▶ [DEINE AUFGABEN]
1: Gib den Text zur wohnortnahen Versorgung von "Die Gesetzeslage sollte" bis "solcher Versorgungsformen beitragen." wieder und tausche dabei "Hausärzte" gegen "Allgemeinmediziner".
2: Nenne alle Akteure, die laut dem Text zur wohnortnahen Versorgung im Kern zu den regionalen Versorgungseinheiten gehören.
3: Schreib bitte den Text zur wohnortnahen Versorgung nach seinem letzten Satz weiter.

▶ [ÜBUNGSTEXT]
═══

Neuorientierung einer wohnortnahen medizinischen Versorgung

Datum des Artikels 17.11.2021
Beschluss

Die Kommission Gesundheit und Pflege der MIT unterstützt Gesetzesvorhaben, die eine wohnortnahe, intersektorale und transprofessionelle Zusammenarbeit unter dem Dach einer Organisationsform ermöglichen und fordert entsprechende Gesetzesänderungen, die eine landesbezogene Umsetzung erlauben.

Ziel muss es sein, über die ambulant-stationären Sektorengrenzen hinaus weitere freiberufliche, selbstständige und angestellte Tätigkeit mit flexiblen Arbeitsplatz- und -zeitmodellen zu ermöglichen.

Begründung:
Im grundsätzlich gut funktionierenden deutschen Gesundheitswesen gibt es in der momentanen Gesundheitsversorgung viele eigenständige Akteure, die jeweils in eigenen Rechtskreisen mit eigenen Rechtsvorschriften arbeiten müssen. Die Folge sind je nach individueller Patientensituation nicht aufeinander abgestimmte Prozesse, viel redundante Bürokratie und zahlreiche Dokumentationspflichten.

Die bisherige Gesetzeslage ermöglicht eingeschränkte Kooperationsmöglichkeiten. Eine enge kooperative Zusammenarbeit von Selbstständigen und Angestellten verschiedener Professionen und verschiedener Einrichtungen unter einem Dach ist bisher nicht möglich. Dieses gilt es zu verändern.

Die Gesetzeslage sollte daher regionale Versorgungseinheiten als Zusammenschluss mehrerer für das Wohl und die Gesundheit der Menschen einer Region Verantwortlichen zulassen. Dazu gehören im Kern niedergelassene Hausärzte, häusliche Pflegedienste und/oder stationäre Pflegeeinrichtungen und Therapeuten (Physio-, Ergo-, Sprach-). Die Einbindung grundversorgender Fachärzte (auch angestellte), stationärer Einrichtungen und Krankenhäuser, von Apotheken (zugelassen, vor Ort) und andere Anbieter von Gesundheitsleistungen, sowie Kommunen und beispielsweise auch Öffentlichem Gesundheitsdiensten (ÖGD) sollte ebenfalls ermöglicht werden. Durch eine Änderung der gesetzlichen Rahmenbedingungen sollte nach Prüfung und Zustimmung durch die jeweilige Landesaufsicht ein Kontrahierungszwang aller Krankenkassen zur Finanzierung solcher Versorgungsformen beitragen.

═══

▶ [ANGEZEIGTE ZEILEN]

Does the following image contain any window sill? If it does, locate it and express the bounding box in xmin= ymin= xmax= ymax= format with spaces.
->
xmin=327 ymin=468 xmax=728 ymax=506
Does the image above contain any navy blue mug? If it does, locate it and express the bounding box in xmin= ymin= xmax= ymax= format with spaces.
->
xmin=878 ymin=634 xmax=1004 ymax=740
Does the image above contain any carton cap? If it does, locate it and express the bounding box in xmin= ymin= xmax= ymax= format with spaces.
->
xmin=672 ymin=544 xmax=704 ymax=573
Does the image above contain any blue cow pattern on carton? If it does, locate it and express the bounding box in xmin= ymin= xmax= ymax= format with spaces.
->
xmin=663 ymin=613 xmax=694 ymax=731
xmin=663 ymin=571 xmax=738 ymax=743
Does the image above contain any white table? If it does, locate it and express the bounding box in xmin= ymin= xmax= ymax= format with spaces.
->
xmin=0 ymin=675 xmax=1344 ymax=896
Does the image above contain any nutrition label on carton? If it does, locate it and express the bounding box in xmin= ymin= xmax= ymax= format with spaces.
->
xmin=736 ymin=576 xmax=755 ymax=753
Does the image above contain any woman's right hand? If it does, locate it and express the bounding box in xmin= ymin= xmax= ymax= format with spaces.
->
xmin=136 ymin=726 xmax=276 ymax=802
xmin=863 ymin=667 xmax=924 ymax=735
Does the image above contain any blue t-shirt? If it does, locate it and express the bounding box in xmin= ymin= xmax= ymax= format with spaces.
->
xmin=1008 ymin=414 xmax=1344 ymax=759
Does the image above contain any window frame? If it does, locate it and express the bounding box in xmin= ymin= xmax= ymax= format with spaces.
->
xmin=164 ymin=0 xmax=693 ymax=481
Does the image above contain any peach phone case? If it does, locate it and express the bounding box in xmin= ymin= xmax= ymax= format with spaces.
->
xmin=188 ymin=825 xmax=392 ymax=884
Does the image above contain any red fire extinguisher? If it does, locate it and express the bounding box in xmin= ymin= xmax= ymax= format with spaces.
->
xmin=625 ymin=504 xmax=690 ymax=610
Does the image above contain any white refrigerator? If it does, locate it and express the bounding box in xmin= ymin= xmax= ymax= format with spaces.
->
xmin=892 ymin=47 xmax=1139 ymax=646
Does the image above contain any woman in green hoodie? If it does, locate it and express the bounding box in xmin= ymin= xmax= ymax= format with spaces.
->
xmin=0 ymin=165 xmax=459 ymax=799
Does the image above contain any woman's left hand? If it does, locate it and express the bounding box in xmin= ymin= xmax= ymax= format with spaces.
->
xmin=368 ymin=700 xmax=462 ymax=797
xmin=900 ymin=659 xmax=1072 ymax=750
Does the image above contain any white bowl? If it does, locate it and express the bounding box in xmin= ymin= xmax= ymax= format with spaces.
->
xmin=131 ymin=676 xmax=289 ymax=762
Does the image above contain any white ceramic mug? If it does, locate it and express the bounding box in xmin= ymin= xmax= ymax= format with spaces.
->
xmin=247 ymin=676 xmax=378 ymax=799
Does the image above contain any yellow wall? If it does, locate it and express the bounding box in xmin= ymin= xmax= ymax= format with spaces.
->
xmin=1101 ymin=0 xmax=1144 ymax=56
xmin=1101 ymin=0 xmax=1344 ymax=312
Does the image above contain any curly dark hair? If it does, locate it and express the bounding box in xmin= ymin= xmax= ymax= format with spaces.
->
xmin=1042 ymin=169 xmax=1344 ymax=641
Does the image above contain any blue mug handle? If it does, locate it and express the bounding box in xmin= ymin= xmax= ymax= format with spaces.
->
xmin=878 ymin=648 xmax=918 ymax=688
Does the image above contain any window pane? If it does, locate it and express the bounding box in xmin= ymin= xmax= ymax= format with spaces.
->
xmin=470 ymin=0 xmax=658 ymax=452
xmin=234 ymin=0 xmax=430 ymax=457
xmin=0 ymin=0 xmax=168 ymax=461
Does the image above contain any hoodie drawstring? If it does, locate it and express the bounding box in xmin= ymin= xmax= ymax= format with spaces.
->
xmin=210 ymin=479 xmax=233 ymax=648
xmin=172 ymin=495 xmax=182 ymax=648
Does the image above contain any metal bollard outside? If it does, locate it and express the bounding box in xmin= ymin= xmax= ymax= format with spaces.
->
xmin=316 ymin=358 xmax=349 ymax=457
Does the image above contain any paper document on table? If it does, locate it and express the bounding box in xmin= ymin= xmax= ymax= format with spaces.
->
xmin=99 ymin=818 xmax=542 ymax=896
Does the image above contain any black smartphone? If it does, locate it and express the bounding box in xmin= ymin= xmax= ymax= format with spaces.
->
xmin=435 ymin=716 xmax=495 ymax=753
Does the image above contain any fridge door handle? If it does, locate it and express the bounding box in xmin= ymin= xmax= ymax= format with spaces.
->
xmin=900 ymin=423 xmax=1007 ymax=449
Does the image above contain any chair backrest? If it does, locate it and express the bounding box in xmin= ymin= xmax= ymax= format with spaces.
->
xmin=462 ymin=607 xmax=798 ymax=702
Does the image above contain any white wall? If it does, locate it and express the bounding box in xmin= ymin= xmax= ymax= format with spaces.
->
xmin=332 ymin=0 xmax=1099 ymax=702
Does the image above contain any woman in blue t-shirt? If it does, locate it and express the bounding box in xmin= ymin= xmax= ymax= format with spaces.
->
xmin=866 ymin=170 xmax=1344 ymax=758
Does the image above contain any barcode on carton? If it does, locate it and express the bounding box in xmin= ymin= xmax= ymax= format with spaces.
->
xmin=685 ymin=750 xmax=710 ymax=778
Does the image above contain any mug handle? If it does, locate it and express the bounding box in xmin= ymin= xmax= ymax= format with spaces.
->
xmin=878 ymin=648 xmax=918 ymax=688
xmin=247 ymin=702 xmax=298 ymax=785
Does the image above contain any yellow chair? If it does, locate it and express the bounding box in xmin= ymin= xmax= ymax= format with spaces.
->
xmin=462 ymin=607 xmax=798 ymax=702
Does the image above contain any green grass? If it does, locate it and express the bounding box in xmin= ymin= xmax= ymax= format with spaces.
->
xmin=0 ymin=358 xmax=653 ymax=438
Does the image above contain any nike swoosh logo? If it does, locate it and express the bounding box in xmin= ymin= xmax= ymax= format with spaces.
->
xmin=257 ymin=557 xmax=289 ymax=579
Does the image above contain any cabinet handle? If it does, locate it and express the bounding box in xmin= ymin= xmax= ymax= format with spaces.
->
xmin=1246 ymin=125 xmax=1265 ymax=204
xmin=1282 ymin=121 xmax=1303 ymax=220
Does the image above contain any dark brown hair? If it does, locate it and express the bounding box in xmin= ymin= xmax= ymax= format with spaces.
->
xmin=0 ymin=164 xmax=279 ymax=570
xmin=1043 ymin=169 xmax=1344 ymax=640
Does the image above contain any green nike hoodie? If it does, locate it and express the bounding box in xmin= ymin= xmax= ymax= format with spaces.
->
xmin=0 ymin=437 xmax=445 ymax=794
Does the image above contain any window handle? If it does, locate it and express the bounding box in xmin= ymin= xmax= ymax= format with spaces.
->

═══

▶ [LÖSUNGEN NACH NUMMER]
1:
Die Gesetzeslage sollte daher regionale Versorgungseinheiten als Zusammenschluss mehrerer für das Wohl und die Gesundheit der Menschen einer Region Verantwortlichen zulassen. Dazu gehören im Kern niedergelassene Allgemeinmediziner, häusliche Pflegedienste und/oder stationäre Pflegeeinrichtungen und Therapeuten (Physio-, Ergo-, Sprach-). Die Einbindung grundversorgender Fachärzte (auch angestellte), stationärer Einrichtungen und Krankenhäuser, von Apotheken (zugelassen, vor Ort) und andere Anbieter von Gesundheitsleistungen, sowie Kommunen und beispielsweise auch Öffentlichem Gesundheitsdiensten (ÖGD) sollte ebenfalls ermöglicht werden. Durch eine Änderung der gesetzlichen Rahmenbedingungen sollte nach Prüfung und Zustimmung durch die jeweilige Landesaufsicht ein Kontrahierungszwang aller Krankenkassen zur Finanzierung solcher Versorgungsformen beitragen.

2: niedergelassene Hausärzte; häusliche Pflegedienste; stationäre Pflegeeinrichtungen; Therapeuten (Physio-, Ergo-, Sprach-)

3:
Ein Modell der Ärztegenossenschaft Nord (äg Nord) hat u.a. als Versorgungsziele: Sicherung einer regionalen Basisversorgung, patientenzentrierte und geführte Versorgung durch alle Heilberufe, Abbau von Sektorengrenzen und Schaffung kooperierender Versorgungsbereiche, flexible Kooperationsmöglichkeiten zwischen Selbstständigkeit und Anstellung mit flexibleren Arbeitszeitmodellen, kooperative Nutzung elektronischer und telemedizinischer Anwendungen, gemeinsames Management der diversen Rechtskreise, Rechtsvorschriften, Bürokratie.

Die Organisation einer solchen regionalen Versorgungseinheit sollte per Rechtsform und Satzung ein gemeinnütziges Handeln und die gleichberechtigte Zusammenarbeit der Gesundheitsberufe unter einem Dach ermöglichen. Neben eGmbH und Stiftung wurde zum Beispiel das Modell einer Gesundheitsgenossenschaft angedacht.

So sollen professiongebundene Teile (Vorbehaltsaufgaben) der prozessorientierten Patientenbetreuung bei den jeweiligen Akteuren verbleiben und die Autonomie der einzelnen Mitglieder unbedingt erhalten werden, während die Genossenschaft die Mitglieder durch die Übernahme von Managementaufgaben entlastet (Personalmanagement, Organisation der Abläufe und Zusammenarbeit, Qualitätserfassung, Abrechnung, Einkauf, etc.).

Der Vorteil gegenüber anderen, mehr zentralistischen (top down) Ansätzen (anderer Parteien): eine kooperative Zusammenarbeit entwickelt sich aus vorhandenen Versorgungsstrukturen von unten nach oben (bottom up) aus sich heraus und gelingt so auch dezentral.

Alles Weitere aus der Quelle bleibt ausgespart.